START Dataset content
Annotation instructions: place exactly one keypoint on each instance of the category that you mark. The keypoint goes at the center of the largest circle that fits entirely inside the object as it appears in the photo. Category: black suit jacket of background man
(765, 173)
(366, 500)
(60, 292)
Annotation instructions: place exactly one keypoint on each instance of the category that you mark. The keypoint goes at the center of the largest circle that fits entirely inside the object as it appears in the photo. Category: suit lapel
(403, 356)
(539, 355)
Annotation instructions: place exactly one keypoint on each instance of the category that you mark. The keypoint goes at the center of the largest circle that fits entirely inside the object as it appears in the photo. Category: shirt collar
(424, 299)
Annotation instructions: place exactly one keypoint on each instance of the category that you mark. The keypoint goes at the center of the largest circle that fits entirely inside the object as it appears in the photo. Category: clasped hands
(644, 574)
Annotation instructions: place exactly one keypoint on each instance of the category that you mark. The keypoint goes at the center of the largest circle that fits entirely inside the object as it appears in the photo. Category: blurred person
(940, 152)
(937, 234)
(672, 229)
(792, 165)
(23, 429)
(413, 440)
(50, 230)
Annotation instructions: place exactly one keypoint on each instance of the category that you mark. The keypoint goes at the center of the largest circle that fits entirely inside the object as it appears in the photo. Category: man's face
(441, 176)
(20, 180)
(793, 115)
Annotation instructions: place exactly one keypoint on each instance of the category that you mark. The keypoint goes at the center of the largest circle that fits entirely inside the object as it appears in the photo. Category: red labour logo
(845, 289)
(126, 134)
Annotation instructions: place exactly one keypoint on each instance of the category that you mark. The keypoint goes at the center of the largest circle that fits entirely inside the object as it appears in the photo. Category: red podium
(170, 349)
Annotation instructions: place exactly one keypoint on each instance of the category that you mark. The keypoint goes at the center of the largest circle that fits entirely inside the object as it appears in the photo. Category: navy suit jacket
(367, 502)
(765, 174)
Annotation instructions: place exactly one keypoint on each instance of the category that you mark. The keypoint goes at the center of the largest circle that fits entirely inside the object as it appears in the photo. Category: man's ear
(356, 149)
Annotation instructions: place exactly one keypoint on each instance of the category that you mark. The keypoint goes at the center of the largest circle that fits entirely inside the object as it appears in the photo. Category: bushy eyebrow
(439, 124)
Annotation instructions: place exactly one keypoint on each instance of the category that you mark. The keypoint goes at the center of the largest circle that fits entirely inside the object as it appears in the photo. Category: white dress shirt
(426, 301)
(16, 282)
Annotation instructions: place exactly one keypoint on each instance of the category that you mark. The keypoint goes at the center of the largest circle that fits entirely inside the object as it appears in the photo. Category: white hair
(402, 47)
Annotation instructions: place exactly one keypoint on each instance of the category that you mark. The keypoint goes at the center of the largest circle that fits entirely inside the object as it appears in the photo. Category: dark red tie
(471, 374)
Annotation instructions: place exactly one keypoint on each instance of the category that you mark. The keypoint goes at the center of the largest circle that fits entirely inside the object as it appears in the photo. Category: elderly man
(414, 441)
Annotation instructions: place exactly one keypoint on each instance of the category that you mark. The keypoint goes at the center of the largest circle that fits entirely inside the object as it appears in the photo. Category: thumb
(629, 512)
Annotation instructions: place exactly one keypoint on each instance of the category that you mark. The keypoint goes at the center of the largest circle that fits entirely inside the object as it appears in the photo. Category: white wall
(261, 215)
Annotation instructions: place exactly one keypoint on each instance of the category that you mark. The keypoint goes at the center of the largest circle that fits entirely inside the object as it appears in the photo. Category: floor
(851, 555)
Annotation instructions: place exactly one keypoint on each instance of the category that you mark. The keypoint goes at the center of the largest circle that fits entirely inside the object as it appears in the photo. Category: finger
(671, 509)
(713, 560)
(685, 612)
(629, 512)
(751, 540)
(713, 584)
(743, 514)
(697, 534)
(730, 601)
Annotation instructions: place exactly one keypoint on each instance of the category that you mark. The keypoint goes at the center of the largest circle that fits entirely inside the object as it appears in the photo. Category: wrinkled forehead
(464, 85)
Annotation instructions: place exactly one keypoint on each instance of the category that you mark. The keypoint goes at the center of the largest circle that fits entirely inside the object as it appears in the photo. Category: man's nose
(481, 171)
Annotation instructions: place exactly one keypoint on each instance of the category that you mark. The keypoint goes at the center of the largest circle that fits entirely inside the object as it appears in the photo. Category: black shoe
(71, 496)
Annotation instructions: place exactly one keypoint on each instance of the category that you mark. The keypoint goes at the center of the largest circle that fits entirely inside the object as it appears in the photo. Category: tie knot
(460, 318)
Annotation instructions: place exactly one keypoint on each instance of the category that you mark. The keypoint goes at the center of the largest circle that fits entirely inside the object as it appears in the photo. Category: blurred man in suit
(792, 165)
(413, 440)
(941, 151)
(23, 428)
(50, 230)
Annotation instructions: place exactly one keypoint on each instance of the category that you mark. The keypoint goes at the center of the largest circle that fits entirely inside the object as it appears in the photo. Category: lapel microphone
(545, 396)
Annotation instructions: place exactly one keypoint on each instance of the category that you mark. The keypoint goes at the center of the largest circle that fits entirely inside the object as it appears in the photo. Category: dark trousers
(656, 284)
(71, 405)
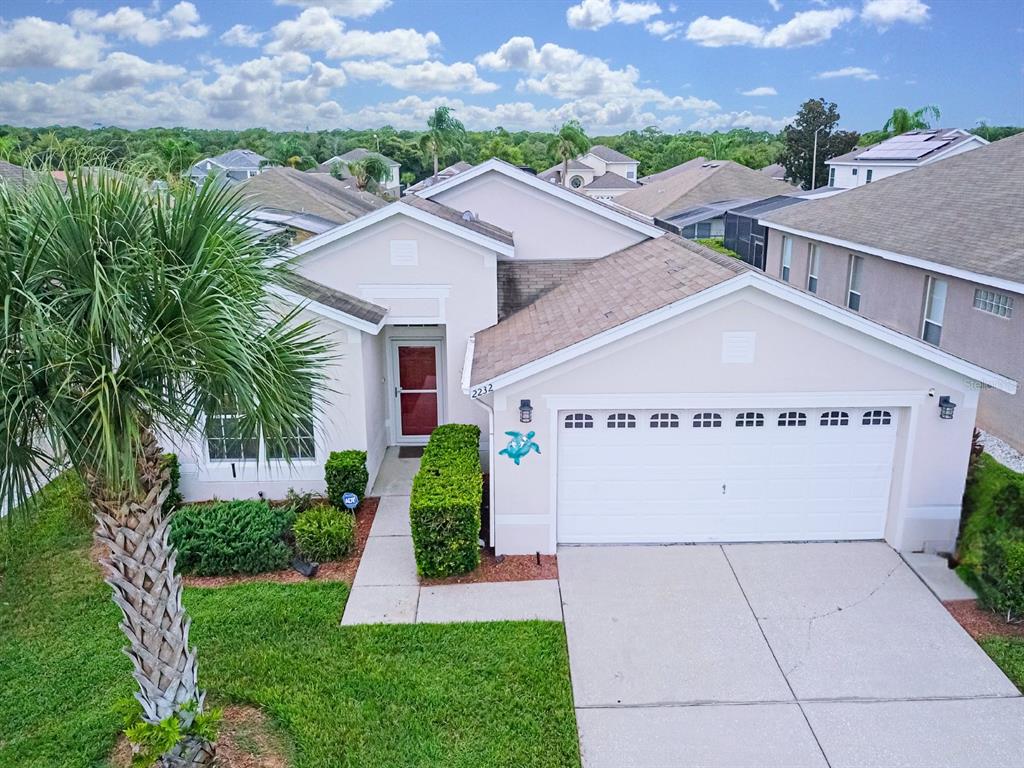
END Dataset content
▸ Your task
Leave every image out, and retype the material exactly.

▸ Your response
Annotation instructions: place exactly one keypoint on each instance of the category that you mark. The keypoint goes at the center of the largest circle that fits entirely inside the object as it appears in the photo. Category: black suit jacket of background man
(765, 173)
(366, 500)
(60, 292)
Annotation instructions: place exactly one keypoint on each instance of the category that you mark. The keypoint goes at the center of the largest circle that fits entirely inside the object as it appears in the photo. Category: suit lapel
(403, 356)
(539, 355)
Annotation instructions: place exactly one keypoint on each instance of the category that you mark. The keypoint goes at the center of the largest circle that fits entirely inside the object as it appears in the photo. Category: shirt collar
(424, 299)
Annotation instructions: place exactly one keypoint on each instance of the category that you mark. The keypoint goes at the center of the largest circle that fits entirely inside the object as it appears in the photo. Category: clasped hands
(644, 574)
Annotation instructions: place exactly one keypoint on each instance of the category that you mark. The keypoint goes at the center of the largest circle that fits entirely inside the object as it appears in the photo. Category: blurred person
(940, 152)
(937, 234)
(672, 229)
(792, 165)
(23, 429)
(413, 440)
(50, 230)
Annotation instructions: place exactly one keypoint on each instance of the category that you mark. The keypoint goes at the center of the largest circle that fits entirely inside the object as it appears in the photo. Category: man's face
(441, 176)
(20, 180)
(793, 115)
Annotation instructions: place exactly one keypoint on each instance of the category that you mark. The keypoint goes at the center of the largest circle that fits entirely inside the object as it appears in the photo. Category: red labour logo
(845, 289)
(126, 134)
Annotation instructions: place exactly one keypoint on each instance of the category that you mark. The keypoint goes at the center of the largest circle that fits entirely inside the object as it appears in the photo. Category: red podium
(170, 349)
Annotation instructions: place exactly one keypoint on each instance of the category that you mark. The keypoint goes at the center of the largest circle that fits entirely inside the object as it appears in the photo. Category: navy suit jacket
(367, 502)
(765, 174)
Annotation instructions: place exactly one keypoint on each instance of the category that you mark. The keypoint goes at the center of the largest circle that fits entirely inside the object as it appears in the photo. Category: man's ear
(356, 149)
Annotation instructions: place exactly one keypoint on each instance of the category that you mark. The keypoint goes at the center of the largest circle that fits entirely inside the object as it appears in the photo. Category: bushy eyebrow
(439, 124)
Annotation instructions: place exactly one keypoint on each instance of the category that you mark. The keypoint goes at the center of the largest circle that fits entirely inside the object as it appears in the photo. Category: white dress shirt
(426, 301)
(16, 282)
Annotation instructions: place exactly one keypoint on each instance of the category that you mark. The keypoint goes at the center of the largest circle that fits entirely inside the object as it appears in the photo. Category: white hair
(402, 47)
Annotation instructions: place exactly one keypoint on each instance of the category that you mark. The keypoint goes at the center of the largest circle that fits entirely inside the object as it appears in the photo. Category: dark red tie
(471, 374)
Annotation instructions: place exactly one keypoint on each instance of the category that you mark. The keypoint goes at the center of the largest circle that fits entirely inside the object as it appears in the photo. Category: elderly man
(414, 441)
Annotation instructions: place exactly one keypoint on each instance of the category that you mark. The keypoint goes at the center of the largest circle that fits entirely inside the object as it appears in the photo. Category: thumb
(629, 512)
Annotation instructions: place exactly one keypoint on each instance of the category that you mark. The keypoint goes at the center of the largest circle that fits entirely inside the object as it appears in the photo. Category: white wall
(261, 215)
Annotation instructions: place exactly one keypoint on each instance of the category that you mark. The keypoint goes at the center of the largest circle that fits entirely inside the object as it appears in the photo. Category: floor
(851, 555)
Annotation instructions: place exactly one keypoint on each instance of the category that you mark. The keypoint goes at the center of the largest circle that fits entirely inside the object as it appears in the photo. Category: finger
(671, 509)
(713, 560)
(685, 612)
(629, 512)
(751, 540)
(713, 584)
(743, 514)
(697, 534)
(730, 601)
Annotation instructions: place exactly one keypoint on each instance of the category that you mark. The keypoint goes at the center of the largest circle that fits entirely inside the object as it appears in the photo. Category: wrinkled forehead
(464, 85)
Annotation instructions: place exactly one keypoint on each instance of the category that you mark. The keypoint goes at the center of the largest circle that fits entirely inside the object as it appears in the photo. Category: man's nose
(481, 171)
Annotation instructions: place exactly one keypoint on each instance of the category that you mark. The keypoint goes at the center of the largest circle that fits entirely inside the object as it appears in the photo. Category: black shoe
(71, 496)
Annotation instructions: place exactly one keypoint on each instance of the category that you mark. The keypoint goes at the center of the largest circle that fits entirely inside the object as it appears in the photo. Category: tie knot
(460, 318)
Annotation instructions: place exactly one keypoint on each instance of the category that you mark. The keypoint goes at the center of the largest circle that fits entirely inside the object as it appears in the photo. Category: blurred man in suit
(792, 165)
(413, 440)
(941, 151)
(23, 428)
(50, 230)
Annotation instructions: place exactly one keypoint on each instance of the category that you mark. The keypoint goes at the center of the largest circle that fits entirely inside the object as it appears in the photo. Category: lapel microphone
(545, 396)
Annotation instructions: place exactly one keypoint on each instance of the category that you mark. The keypoint goes at the center of the largest circle that fits entirely inside the object as it appears in the photo. Category: dark trousers
(656, 284)
(71, 405)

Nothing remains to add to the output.